Start of THE RECORDS
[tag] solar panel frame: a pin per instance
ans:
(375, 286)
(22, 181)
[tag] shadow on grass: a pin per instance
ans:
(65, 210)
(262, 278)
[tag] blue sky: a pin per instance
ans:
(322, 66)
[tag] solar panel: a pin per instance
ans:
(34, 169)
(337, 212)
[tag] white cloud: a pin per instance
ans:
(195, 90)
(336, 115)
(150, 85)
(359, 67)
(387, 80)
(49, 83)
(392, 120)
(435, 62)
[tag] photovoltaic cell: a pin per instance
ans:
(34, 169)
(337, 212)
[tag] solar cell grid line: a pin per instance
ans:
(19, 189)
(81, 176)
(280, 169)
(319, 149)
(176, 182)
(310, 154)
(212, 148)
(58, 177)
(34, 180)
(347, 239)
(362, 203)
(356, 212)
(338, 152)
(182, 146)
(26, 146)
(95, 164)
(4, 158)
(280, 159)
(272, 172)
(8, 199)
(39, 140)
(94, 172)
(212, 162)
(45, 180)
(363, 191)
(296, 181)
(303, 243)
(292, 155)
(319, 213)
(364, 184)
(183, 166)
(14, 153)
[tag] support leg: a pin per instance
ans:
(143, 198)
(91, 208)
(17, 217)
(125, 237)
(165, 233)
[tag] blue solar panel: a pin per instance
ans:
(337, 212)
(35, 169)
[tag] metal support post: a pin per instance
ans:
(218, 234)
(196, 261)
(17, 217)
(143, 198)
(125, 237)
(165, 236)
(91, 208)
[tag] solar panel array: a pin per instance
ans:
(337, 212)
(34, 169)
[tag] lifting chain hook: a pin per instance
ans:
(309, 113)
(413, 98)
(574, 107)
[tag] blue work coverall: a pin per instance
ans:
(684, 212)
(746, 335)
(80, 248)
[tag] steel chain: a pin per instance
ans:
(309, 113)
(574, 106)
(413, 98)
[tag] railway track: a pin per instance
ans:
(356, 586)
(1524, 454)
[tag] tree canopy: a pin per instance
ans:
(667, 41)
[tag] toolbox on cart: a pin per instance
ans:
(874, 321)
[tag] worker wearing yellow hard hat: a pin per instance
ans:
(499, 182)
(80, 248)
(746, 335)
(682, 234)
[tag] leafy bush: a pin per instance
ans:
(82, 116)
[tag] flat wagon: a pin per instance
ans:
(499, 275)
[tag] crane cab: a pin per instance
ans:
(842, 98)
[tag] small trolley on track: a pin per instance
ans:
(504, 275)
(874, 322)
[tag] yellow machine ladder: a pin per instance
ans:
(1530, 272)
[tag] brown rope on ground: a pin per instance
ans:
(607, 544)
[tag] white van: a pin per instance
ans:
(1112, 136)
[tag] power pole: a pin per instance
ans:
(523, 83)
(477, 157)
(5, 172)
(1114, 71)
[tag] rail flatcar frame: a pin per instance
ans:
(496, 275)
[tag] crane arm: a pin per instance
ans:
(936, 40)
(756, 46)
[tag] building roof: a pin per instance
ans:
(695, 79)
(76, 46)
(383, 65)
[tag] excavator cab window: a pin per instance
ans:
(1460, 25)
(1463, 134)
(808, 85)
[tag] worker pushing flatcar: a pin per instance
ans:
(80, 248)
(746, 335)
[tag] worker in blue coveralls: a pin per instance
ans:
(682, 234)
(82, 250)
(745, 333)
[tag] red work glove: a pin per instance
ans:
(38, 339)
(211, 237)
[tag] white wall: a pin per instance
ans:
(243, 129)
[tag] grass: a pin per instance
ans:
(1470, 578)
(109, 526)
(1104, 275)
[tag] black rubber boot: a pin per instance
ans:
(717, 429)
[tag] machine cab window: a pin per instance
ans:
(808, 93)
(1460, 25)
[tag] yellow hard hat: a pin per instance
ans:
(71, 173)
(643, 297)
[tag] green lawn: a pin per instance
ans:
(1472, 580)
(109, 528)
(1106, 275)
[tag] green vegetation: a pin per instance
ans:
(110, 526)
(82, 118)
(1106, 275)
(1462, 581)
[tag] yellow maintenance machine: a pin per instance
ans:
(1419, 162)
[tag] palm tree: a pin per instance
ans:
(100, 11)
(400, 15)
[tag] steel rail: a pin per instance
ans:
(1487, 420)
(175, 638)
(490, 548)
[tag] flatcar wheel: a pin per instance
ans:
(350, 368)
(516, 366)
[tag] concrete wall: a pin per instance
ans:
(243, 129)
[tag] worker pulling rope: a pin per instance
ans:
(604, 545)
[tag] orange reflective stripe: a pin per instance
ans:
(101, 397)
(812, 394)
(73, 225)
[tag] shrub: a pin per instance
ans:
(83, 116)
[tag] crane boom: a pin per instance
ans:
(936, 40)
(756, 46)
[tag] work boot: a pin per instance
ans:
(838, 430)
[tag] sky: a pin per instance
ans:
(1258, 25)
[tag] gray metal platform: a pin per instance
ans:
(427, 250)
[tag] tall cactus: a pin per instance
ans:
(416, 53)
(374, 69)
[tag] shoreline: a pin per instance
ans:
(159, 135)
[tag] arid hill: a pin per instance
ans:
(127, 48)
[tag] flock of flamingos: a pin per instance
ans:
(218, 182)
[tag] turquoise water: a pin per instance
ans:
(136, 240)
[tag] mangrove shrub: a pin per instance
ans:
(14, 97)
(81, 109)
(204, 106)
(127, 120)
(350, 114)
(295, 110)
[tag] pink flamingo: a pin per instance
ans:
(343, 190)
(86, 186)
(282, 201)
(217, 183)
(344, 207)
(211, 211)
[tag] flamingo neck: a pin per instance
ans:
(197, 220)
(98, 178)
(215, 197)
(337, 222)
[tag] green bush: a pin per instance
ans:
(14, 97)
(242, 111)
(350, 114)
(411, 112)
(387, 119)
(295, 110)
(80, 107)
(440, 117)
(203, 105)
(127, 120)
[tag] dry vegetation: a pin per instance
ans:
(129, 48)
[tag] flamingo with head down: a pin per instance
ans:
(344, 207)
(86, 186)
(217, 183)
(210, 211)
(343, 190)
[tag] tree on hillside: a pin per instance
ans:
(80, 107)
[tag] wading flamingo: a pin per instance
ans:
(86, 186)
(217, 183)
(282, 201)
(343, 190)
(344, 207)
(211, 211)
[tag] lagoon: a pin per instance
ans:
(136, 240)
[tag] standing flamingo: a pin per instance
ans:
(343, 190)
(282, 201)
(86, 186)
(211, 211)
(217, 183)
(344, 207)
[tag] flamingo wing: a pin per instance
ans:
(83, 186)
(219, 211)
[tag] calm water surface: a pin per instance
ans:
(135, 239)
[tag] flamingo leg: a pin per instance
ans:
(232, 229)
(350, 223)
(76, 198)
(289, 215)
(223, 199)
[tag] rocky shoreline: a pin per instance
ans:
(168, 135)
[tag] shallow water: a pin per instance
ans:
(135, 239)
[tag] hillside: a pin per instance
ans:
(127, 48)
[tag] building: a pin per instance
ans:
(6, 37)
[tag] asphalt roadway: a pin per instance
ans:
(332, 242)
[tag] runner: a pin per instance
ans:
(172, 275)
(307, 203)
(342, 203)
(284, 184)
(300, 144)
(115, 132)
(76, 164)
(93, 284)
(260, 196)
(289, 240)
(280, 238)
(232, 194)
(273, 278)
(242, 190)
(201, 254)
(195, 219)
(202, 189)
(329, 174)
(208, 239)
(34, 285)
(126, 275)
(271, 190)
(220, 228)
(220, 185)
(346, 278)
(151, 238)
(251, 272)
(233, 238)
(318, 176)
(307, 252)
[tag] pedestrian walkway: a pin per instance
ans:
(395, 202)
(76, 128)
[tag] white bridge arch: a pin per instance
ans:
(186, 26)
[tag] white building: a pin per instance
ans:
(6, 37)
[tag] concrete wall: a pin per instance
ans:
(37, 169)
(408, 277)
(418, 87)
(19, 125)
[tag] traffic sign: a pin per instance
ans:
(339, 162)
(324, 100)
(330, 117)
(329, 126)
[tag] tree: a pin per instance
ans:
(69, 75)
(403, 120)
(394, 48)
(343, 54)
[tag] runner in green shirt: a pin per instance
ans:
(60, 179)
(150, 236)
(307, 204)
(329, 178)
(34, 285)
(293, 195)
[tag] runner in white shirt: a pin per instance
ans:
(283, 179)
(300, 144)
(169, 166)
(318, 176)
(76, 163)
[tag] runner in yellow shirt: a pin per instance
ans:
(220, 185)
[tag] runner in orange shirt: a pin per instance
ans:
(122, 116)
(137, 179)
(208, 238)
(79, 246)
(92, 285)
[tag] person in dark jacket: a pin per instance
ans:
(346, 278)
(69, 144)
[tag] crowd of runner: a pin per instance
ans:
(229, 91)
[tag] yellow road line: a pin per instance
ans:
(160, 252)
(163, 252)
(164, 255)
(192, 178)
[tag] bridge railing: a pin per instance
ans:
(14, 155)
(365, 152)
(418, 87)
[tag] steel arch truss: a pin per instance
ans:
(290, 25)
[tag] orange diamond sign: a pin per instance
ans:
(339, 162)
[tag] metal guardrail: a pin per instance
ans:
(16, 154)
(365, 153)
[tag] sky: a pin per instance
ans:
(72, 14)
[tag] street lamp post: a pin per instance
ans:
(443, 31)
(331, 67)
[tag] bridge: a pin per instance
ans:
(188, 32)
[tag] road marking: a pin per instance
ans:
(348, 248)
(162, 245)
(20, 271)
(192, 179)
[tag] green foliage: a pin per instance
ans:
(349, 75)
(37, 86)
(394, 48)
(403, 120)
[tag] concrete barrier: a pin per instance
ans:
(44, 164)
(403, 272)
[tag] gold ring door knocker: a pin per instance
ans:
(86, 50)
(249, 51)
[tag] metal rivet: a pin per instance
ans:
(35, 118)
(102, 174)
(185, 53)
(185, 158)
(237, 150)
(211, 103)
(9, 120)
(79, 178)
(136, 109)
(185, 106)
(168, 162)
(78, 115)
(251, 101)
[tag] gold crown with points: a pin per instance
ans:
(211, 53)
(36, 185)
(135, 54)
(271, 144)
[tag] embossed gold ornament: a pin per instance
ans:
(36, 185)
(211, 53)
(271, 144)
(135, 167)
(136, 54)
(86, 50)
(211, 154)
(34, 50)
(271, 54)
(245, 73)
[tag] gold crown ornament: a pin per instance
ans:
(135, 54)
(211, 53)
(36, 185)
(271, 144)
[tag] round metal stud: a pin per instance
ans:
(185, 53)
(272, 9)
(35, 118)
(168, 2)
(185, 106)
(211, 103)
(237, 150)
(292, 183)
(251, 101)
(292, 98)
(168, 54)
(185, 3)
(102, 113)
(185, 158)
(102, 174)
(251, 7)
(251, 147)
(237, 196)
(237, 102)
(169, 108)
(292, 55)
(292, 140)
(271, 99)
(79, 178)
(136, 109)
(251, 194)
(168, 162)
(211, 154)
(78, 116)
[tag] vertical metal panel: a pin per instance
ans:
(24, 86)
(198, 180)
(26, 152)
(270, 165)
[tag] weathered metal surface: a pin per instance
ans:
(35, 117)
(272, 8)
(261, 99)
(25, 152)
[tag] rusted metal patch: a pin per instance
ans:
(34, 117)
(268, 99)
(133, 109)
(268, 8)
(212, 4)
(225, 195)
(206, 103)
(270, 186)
End of THE RECORDS
The answer consists only of the lines from the one containing "[tag] green foliage: a pin per instance" to the end of the records, each written out exactly.

[tag] green foliage: a pin per instance
ans:
(349, 75)
(37, 86)
(394, 48)
(403, 120)
[tag] concrete barrier: a pin per instance
ans:
(44, 164)
(403, 272)
[tag] gold ring door knocker: a pin per instance
ans:
(86, 50)
(249, 51)
[tag] metal rivet: a pin per instance
ans:
(35, 118)
(102, 174)
(185, 53)
(185, 158)
(237, 150)
(211, 103)
(9, 120)
(79, 178)
(136, 109)
(185, 106)
(168, 162)
(78, 115)
(251, 101)
[tag] gold crown with points: a pin per instance
ans:
(211, 53)
(36, 185)
(135, 54)
(271, 144)
[tag] embossed gold ornament: a pin per instance
ans:
(36, 185)
(211, 53)
(271, 144)
(135, 167)
(136, 54)
(86, 50)
(211, 154)
(34, 50)
(271, 54)
(245, 73)
[tag] gold crown ornament: a pin per instance
ans:
(135, 54)
(211, 53)
(36, 185)
(271, 144)
[tag] round metal stud: a pin per instance
ans:
(185, 53)
(272, 9)
(35, 118)
(168, 2)
(185, 106)
(211, 103)
(237, 150)
(292, 183)
(251, 101)
(292, 98)
(168, 54)
(185, 3)
(102, 113)
(185, 158)
(102, 174)
(251, 7)
(251, 147)
(237, 196)
(237, 102)
(169, 108)
(292, 55)
(292, 140)
(271, 99)
(79, 178)
(136, 109)
(251, 194)
(168, 162)
(211, 154)
(78, 116)
[tag] vertical metal panel: a pin per instance
ans:
(24, 86)
(198, 180)
(26, 152)
(270, 165)
[tag] weathered metal surface: a pin per instance
ans:
(35, 117)
(272, 8)
(261, 99)
(25, 152)
[tag] rusted metal patch: a pin per instance
ans:
(34, 117)
(268, 99)
(133, 109)
(268, 8)
(212, 4)
(225, 195)
(206, 103)
(270, 186)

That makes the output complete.